== Page ==

────

# Pricing suggestions



## MidGAOutdoor (Apr 7, 2011)

I have to bid on casing some windows. the windows are installed but the rough opening was never covered around the inside. its in a foreclosed Jim Walter home. I plan on doing a little window ledge at the bottom and just trim the sides and top then use case molding on the wall to hide the edge of the boards. I'm thinking $30 per window plus materials. There are 8 windows.


----------



## Steve Neul (Sep 2, 2011)

If you are installing the trim and not filling the nail holes or other prep work for finishing I believe I would charge closer to $50.00 per window. You have quite a bit of work prepping the materials before you get to the jobsite.


----------



## hwebb99 (Nov 27, 2012)

I would do 8 windows for $30 dollars each, but I wouldn't go do 1 window for $30. You can probably do one window an hour. I doubt you make that at your other job.


----------



## asevereid (Apr 15, 2012)

What size are the windows? 
Do you have to install the jamb extensions? 
Drywall returns already in place? (if applicable) 
There may be more to it than just installing casing.


----------



## MidGAOutdoor (Apr 7, 2011)

there is more to it than just case molding. they installed the windows from outside, that's it. I have to do the jambs I guess they're called and then do the casing. I assume the "jamb" is the 2x4 opening where the window is? I am well capable of this work but I don't know the proper terms for it.

hwebb99 I agree I wouldn't do one window for $30. I don't have a "other job" this is it.


----------



## Steve Neul (Sep 2, 2011)

If it were me I would charge $50 for the jambs alone making the project $100 per window.


----------



## mako1 (Jan 25, 2014)

MidGAOutdoor said:


> there is more to it than just case molding. they installed the windows from outside, that's it. I have to do the jambs I guess they're called and then do the casing. I assume the "jamb" is the 2x4 opening where the window is? I am well capable of this work but I don't know the proper terms for it.
> 
> hwebb99 I agree I wouldn't do one window for $30. I don't have a "other job" this is it.


 
I know "we all have to start somewhere " but I would say you are in over your head is you don't even know what a window jamb is.You say you just don't know the terminology? The 2 x 4's are the rough opening .Not the jamb.
Another poster stated at $30 a window and one an hour you would be making $30 per hour. This is also false.What about overhead,fuel,tools,truck.Consumables such as fasteners,sandpaper and filler?Do you have general liability insurance?Trips to the lumberyard?


----------



## hwebb99 (Nov 27, 2012)

────

Point annotation records
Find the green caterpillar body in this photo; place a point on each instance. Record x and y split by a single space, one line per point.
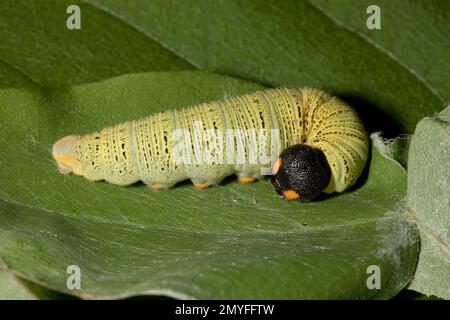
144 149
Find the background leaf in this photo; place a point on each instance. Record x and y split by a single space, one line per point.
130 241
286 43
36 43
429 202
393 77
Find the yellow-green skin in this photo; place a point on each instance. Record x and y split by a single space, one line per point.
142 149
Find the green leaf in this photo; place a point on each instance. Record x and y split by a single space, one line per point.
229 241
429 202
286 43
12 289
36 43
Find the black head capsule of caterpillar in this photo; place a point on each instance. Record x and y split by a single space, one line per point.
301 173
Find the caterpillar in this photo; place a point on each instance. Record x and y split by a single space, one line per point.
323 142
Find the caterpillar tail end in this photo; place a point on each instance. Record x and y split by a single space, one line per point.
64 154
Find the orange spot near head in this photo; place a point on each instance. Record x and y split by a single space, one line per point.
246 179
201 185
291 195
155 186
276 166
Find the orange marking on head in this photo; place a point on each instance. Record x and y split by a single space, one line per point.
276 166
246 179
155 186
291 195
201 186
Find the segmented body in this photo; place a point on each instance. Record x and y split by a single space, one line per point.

────

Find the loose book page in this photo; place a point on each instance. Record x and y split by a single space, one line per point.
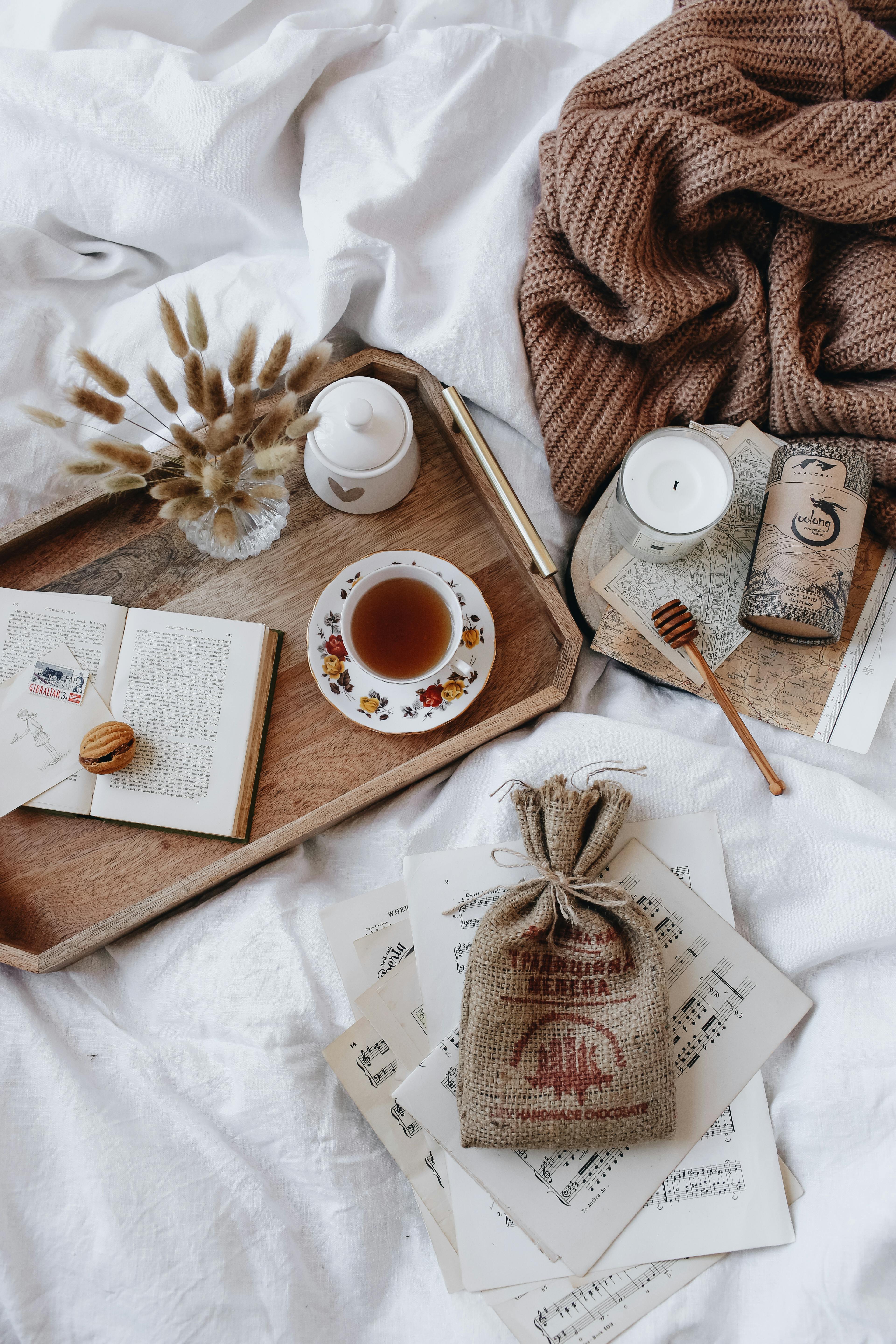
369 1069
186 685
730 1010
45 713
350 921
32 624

────

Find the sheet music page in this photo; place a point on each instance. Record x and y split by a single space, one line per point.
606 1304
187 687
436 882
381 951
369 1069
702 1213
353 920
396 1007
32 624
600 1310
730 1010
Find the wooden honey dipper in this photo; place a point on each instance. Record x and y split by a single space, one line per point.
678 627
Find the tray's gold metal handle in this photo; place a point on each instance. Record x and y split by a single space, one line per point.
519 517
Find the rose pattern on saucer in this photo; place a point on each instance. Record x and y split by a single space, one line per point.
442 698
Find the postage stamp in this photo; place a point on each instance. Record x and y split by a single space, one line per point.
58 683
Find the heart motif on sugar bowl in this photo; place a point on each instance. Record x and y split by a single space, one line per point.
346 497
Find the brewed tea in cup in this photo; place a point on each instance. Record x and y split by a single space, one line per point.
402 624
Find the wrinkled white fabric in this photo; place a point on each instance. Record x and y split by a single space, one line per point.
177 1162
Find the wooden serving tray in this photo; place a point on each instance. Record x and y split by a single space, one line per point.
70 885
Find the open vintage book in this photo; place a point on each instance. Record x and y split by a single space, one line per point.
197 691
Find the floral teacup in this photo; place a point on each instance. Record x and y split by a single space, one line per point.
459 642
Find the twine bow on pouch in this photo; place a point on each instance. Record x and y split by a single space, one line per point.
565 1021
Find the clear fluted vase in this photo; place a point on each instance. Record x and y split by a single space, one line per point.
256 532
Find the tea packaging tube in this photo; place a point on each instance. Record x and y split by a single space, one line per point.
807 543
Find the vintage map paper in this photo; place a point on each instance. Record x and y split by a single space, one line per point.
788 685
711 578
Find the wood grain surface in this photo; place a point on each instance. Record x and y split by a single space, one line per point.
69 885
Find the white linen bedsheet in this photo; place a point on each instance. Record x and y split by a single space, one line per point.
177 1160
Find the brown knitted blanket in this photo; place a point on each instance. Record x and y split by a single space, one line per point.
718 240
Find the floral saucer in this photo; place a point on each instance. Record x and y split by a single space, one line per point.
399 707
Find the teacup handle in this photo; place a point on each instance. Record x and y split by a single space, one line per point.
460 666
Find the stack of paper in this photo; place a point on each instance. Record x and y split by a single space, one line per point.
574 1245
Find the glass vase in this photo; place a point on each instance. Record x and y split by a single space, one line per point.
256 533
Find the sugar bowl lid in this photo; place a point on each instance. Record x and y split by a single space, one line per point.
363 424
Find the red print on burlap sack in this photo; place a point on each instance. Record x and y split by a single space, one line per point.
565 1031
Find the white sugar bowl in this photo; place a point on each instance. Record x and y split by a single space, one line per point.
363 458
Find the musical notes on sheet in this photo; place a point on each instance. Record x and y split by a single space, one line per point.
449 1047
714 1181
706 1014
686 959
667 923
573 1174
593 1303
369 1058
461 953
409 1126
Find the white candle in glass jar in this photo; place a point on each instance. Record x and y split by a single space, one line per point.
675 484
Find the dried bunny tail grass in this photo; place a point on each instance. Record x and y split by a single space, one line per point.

────

== Goal A ==
Retype the stretch of the window-trim pricing thread from "I would do 8" through "your other job.".
== Goal B ==
Answer these from the window-trim pricing thread:
(i) How many windows does the first post say need casing?
(ii) What total per window does Steve Neul suggest once the jambs are included?
(iii) According to mako1, what are the 2 x 4's?
== Goal C ==
Proceed with the window-trim pricing thread from the point where it stops.

== Task response A ==
I would do 8 windows for $30 dollars each, but I wouldn't go do 1 window for $30. You can probably do one window an hour. I doubt you make that at your other job.

== Task response B ==
(i) 8
(ii) $100
(iii) The rough opening

== Task response C ==
mako1 said:


> I know "we all have to start somewhere " but I would say you are in over your head is you don't even know what a window jamb is.You say you just don't know the terminology? The 2 x 4's are the rough opening .Not the jamb. Another poster stated at $30 a window and one an hour you would be making $30 per hour. This is also false.What about overhead,fuel,tools,truck.Consumables such as fasteners,sandpaper and filler?Do you have general liability insurance?Trips to the lumberyard?


 Don't you have to drive to work anywhere? He said the customer was paying for materials. Can he not charge for consumables? I'm assuming he already has tools, so you can't exactly factor in tools.


----------



## woodnthings (Jan 24, 2009)

MidGAOutdoor said:


> I have to bid on casing some windows. the windows are installed but the rough opening was never covered around the inside. its in a foreclosed Jim Walter home. I plan on doing a little window ledge at the bottom and just trim the sides and top then use case molding on the wall to hide the edge of the boards. I'm thinking $30 per window plus materials. There are 8 windows.


My math says 8 pieces are required for each window. A ledge or sill on the bottom, 3 pieces of interior on the sides and top from 1 X 's and then 4 pieces of trim all around. IF the 1 X's have to be ripped to be flush with the wall, that will mean cutting them to width. They may all be slightly different and some may be hand planed at an angle. There is the biggest portion of your time.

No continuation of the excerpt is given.